◆ Required work:
Write an exact copy of the entries below that leaves out all pictures.

Dataset entries:
_ _ _

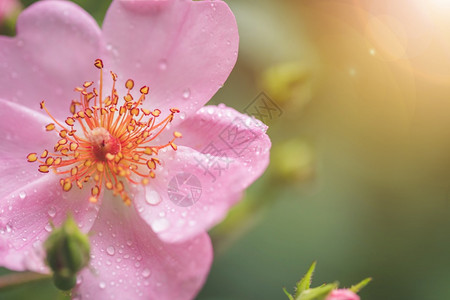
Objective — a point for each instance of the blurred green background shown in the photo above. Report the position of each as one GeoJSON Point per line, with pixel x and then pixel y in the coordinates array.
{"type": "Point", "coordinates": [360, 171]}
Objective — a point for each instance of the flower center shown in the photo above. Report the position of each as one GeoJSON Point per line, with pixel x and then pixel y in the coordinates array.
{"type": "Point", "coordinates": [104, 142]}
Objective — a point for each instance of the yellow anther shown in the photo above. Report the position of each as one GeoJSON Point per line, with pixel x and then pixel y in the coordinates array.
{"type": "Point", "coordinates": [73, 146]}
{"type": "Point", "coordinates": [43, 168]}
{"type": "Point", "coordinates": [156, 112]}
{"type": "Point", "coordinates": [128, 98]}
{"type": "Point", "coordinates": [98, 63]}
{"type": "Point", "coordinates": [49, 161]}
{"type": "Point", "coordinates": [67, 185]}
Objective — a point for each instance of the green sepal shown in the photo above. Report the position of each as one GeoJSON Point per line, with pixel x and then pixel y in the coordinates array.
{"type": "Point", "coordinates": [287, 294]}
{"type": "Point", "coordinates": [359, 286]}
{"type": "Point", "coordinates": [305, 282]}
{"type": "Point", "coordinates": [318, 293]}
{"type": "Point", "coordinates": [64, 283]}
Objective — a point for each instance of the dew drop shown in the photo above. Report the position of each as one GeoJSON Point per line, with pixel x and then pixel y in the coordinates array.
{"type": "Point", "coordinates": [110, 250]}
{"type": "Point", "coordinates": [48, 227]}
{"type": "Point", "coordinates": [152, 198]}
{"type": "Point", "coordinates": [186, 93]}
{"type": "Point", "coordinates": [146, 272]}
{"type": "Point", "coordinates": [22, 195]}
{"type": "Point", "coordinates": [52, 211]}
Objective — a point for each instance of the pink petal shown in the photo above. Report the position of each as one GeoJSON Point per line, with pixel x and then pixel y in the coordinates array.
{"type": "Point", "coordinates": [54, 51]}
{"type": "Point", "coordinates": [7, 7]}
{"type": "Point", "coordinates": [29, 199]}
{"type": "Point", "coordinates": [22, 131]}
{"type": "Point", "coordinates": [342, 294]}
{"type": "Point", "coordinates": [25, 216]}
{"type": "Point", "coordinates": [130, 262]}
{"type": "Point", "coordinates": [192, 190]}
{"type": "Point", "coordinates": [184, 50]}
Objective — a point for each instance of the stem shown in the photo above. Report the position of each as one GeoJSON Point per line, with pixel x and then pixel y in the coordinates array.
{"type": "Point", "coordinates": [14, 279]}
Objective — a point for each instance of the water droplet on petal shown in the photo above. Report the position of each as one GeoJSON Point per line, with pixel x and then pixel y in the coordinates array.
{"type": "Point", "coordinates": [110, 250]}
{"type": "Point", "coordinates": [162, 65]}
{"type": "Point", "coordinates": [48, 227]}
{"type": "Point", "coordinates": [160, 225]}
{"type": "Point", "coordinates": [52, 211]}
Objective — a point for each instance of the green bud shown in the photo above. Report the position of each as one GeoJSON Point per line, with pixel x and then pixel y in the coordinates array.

_ _ _

◆ Solution for this exercise:
Objective — a point for each instance of the blurred green background shown in the photo above. Report the position of each as one GeoJSON Point per line, with pixel x and then pixel y in the coordinates array.
{"type": "Point", "coordinates": [360, 171]}
Objective — a point for each instance of the flower center shown in the photo above. Report the position of each as one GeoJSON Point per line, with pixel x and then pixel y in the coordinates array.
{"type": "Point", "coordinates": [104, 142]}
Objective — a point for each instance of the yellow anther shown in the photo above. Report the position of each as one GeoJSON Point per line, with pixel x and then pixel y in the coordinates array.
{"type": "Point", "coordinates": [73, 146]}
{"type": "Point", "coordinates": [43, 168]}
{"type": "Point", "coordinates": [156, 112]}
{"type": "Point", "coordinates": [128, 98]}
{"type": "Point", "coordinates": [98, 63]}
{"type": "Point", "coordinates": [49, 161]}
{"type": "Point", "coordinates": [67, 185]}
Objective — a point for each instance of the green sepal shown in the photo above. Report the position of each as one GeoJSON Point per line, with pixel x and then pixel y in the coordinates array.
{"type": "Point", "coordinates": [287, 294]}
{"type": "Point", "coordinates": [359, 286]}
{"type": "Point", "coordinates": [305, 282]}
{"type": "Point", "coordinates": [318, 293]}
{"type": "Point", "coordinates": [64, 283]}
Objective — a point for each instance of the dew drop shown in the photo above. Report the position of each as one GeoJSON Point per line, with pixel x and then pixel y in the coordinates array.
{"type": "Point", "coordinates": [110, 250]}
{"type": "Point", "coordinates": [48, 227]}
{"type": "Point", "coordinates": [152, 198]}
{"type": "Point", "coordinates": [186, 93]}
{"type": "Point", "coordinates": [146, 272]}
{"type": "Point", "coordinates": [22, 195]}
{"type": "Point", "coordinates": [52, 211]}
Objective — a point for each instance of the pink petal shown in the photo above. Report the position of each as one GeoJSON Point per line, with pixel x and then pixel y in the coordinates array.
{"type": "Point", "coordinates": [54, 51]}
{"type": "Point", "coordinates": [7, 7]}
{"type": "Point", "coordinates": [29, 199]}
{"type": "Point", "coordinates": [22, 131]}
{"type": "Point", "coordinates": [342, 294]}
{"type": "Point", "coordinates": [25, 216]}
{"type": "Point", "coordinates": [130, 262]}
{"type": "Point", "coordinates": [192, 190]}
{"type": "Point", "coordinates": [184, 50]}
Objective — a point for each instance of the stem shown in the photo above. Report the position of each as one GeoJSON Point per line, with pixel x and then pixel y in the coordinates array.
{"type": "Point", "coordinates": [14, 279]}
Objective — a point for each instance of the water droplet on petal shown in the photo above. Report the position of each as one GeoJSON Point per line, with pixel x and then pixel y in the coordinates array.
{"type": "Point", "coordinates": [110, 250]}
{"type": "Point", "coordinates": [162, 65]}
{"type": "Point", "coordinates": [48, 227]}
{"type": "Point", "coordinates": [160, 225]}
{"type": "Point", "coordinates": [52, 211]}
Objective — a point for each instance of the green bud shown in the photo above. Report the position of each as one GeoJSON Point per line, with pixel x and then pixel y in the coordinates array.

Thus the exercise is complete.